**Short task:**
Rewrite the records starting at the line that contains "526, row 337." and ending at the end of the records, replacing "clapboard" with "vinyl" and leaving everything else unchanged.

··········

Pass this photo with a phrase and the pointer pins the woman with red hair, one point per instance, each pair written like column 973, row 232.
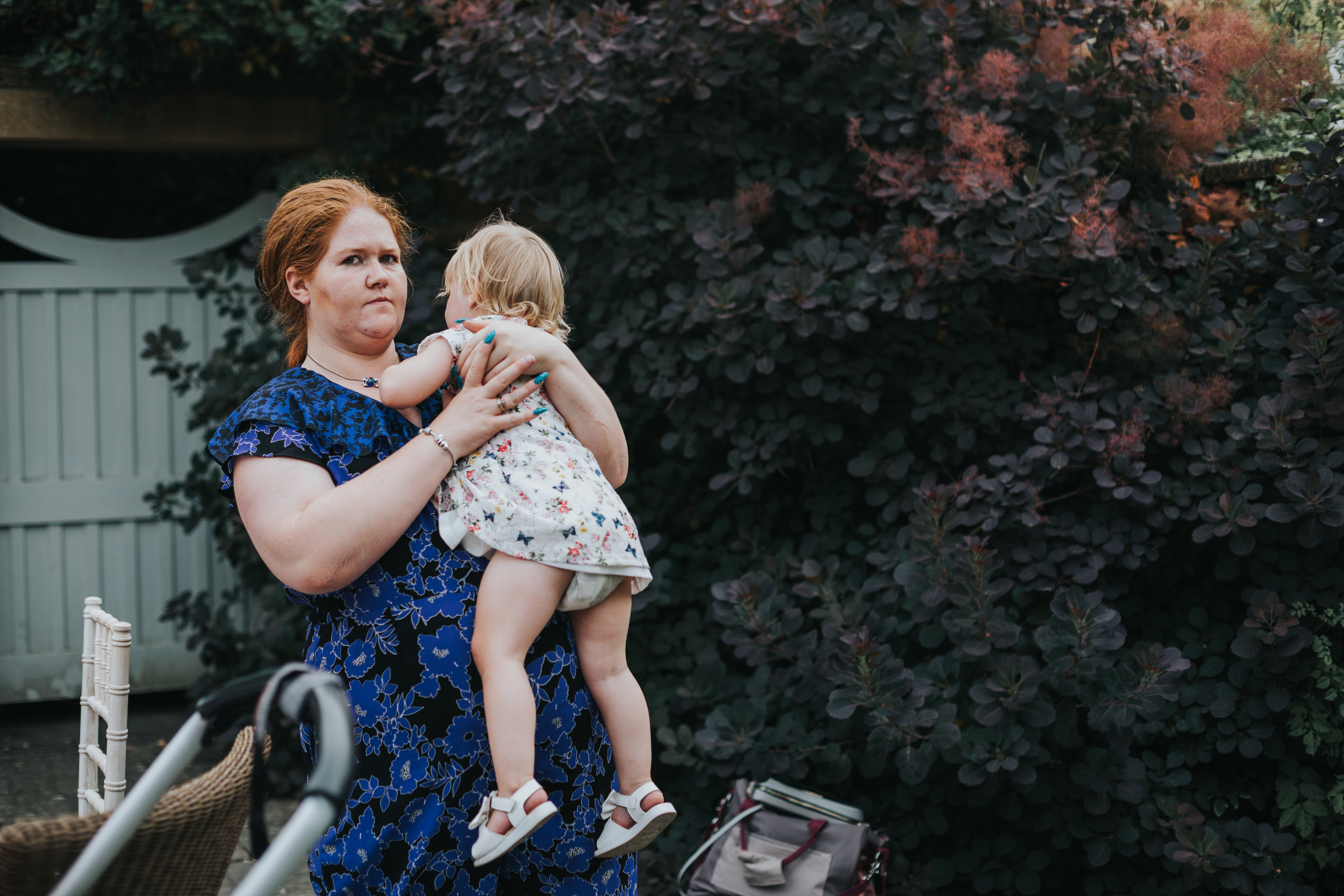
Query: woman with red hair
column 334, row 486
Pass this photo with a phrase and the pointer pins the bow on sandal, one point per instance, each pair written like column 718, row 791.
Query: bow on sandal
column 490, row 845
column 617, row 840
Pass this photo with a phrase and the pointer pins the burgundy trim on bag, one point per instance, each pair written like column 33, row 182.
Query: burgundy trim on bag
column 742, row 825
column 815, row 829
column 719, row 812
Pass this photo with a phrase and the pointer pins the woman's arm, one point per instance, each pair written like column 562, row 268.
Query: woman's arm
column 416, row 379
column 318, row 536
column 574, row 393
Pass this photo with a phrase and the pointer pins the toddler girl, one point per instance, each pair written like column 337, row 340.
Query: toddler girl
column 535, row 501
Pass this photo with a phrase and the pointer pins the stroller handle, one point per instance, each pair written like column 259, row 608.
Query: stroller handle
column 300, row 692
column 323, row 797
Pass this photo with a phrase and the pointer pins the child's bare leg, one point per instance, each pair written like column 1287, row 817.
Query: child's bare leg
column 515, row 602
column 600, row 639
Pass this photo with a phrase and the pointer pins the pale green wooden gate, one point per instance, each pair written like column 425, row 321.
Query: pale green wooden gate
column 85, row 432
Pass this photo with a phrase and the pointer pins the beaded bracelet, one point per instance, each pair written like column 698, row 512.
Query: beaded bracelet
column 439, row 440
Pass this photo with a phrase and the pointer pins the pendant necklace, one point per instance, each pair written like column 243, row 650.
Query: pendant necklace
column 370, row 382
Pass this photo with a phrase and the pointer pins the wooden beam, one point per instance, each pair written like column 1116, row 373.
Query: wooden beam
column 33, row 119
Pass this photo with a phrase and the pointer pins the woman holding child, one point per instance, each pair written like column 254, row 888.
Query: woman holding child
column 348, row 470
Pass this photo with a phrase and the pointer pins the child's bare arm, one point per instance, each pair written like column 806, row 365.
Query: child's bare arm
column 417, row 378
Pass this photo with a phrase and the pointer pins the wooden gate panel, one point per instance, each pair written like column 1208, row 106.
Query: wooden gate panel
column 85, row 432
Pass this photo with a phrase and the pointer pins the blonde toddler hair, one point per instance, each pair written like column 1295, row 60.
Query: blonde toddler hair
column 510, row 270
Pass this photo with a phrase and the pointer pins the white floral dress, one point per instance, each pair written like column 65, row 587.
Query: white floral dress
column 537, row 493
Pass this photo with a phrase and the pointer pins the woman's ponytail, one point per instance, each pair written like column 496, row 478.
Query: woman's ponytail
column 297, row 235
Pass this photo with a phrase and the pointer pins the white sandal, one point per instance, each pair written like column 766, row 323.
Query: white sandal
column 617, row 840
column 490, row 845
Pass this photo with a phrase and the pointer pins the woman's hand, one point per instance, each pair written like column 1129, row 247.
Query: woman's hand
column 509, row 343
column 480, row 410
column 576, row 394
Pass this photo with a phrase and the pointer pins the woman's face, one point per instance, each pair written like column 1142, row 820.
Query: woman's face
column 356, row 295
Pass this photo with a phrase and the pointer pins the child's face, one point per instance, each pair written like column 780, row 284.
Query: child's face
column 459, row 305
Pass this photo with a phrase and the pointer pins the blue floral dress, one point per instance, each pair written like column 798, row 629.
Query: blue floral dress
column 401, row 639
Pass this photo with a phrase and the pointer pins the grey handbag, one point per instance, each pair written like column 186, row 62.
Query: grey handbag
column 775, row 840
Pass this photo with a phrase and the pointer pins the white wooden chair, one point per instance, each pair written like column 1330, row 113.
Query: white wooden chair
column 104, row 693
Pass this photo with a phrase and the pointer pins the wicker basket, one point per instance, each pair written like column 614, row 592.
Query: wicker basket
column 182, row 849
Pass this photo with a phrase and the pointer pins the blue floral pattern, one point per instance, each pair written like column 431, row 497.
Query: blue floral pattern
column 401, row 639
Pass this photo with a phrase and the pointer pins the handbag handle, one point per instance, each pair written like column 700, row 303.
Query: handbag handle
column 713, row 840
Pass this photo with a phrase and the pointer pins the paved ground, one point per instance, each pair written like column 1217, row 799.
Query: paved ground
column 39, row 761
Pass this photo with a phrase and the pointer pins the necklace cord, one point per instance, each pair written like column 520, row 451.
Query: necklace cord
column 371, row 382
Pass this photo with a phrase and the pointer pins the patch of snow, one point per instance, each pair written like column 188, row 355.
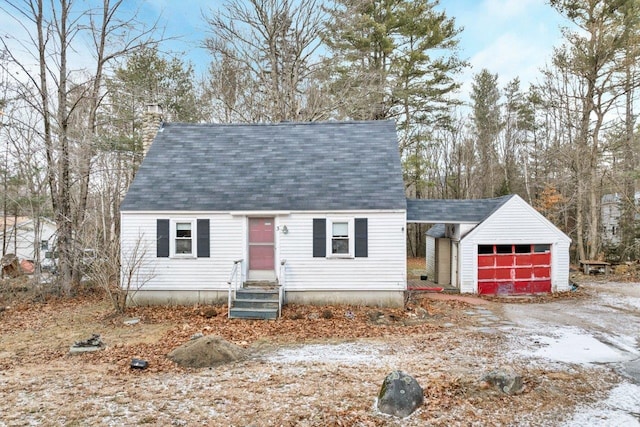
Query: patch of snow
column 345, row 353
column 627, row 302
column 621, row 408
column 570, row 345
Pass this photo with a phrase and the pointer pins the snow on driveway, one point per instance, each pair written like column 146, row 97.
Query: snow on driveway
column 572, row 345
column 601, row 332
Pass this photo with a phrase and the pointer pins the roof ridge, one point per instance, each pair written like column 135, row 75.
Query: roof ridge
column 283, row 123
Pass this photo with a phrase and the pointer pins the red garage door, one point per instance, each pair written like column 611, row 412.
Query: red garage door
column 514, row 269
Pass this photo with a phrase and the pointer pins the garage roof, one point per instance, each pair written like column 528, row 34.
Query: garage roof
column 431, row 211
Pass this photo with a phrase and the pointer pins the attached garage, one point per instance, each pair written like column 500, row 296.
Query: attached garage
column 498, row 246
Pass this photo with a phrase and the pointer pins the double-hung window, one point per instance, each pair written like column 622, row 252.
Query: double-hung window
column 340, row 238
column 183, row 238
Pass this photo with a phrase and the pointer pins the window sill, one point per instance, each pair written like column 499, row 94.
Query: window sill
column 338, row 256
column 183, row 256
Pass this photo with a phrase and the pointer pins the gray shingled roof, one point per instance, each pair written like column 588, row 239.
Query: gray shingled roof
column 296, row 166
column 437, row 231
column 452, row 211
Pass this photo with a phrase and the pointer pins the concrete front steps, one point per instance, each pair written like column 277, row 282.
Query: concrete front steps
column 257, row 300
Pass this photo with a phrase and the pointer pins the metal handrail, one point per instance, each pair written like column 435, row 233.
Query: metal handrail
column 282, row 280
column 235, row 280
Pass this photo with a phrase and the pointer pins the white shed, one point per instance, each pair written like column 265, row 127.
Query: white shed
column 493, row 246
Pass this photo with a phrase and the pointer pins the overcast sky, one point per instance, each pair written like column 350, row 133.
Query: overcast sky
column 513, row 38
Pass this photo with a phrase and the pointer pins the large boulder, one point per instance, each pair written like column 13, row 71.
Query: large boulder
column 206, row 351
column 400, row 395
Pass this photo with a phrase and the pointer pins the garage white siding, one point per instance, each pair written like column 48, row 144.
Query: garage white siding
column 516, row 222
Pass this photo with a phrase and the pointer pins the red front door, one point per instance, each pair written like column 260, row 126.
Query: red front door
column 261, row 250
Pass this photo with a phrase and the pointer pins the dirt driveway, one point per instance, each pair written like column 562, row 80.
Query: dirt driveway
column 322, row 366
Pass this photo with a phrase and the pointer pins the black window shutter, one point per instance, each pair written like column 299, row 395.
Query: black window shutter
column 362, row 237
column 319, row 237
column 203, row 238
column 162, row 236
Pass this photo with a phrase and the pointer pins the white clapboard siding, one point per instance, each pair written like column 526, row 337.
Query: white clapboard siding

··········

**Final result:**
Pass this photo with a phrase and the pointer pins the white vinyl siding, one point per instance, each pair written like column 526, row 337.
Query: white vinyl siding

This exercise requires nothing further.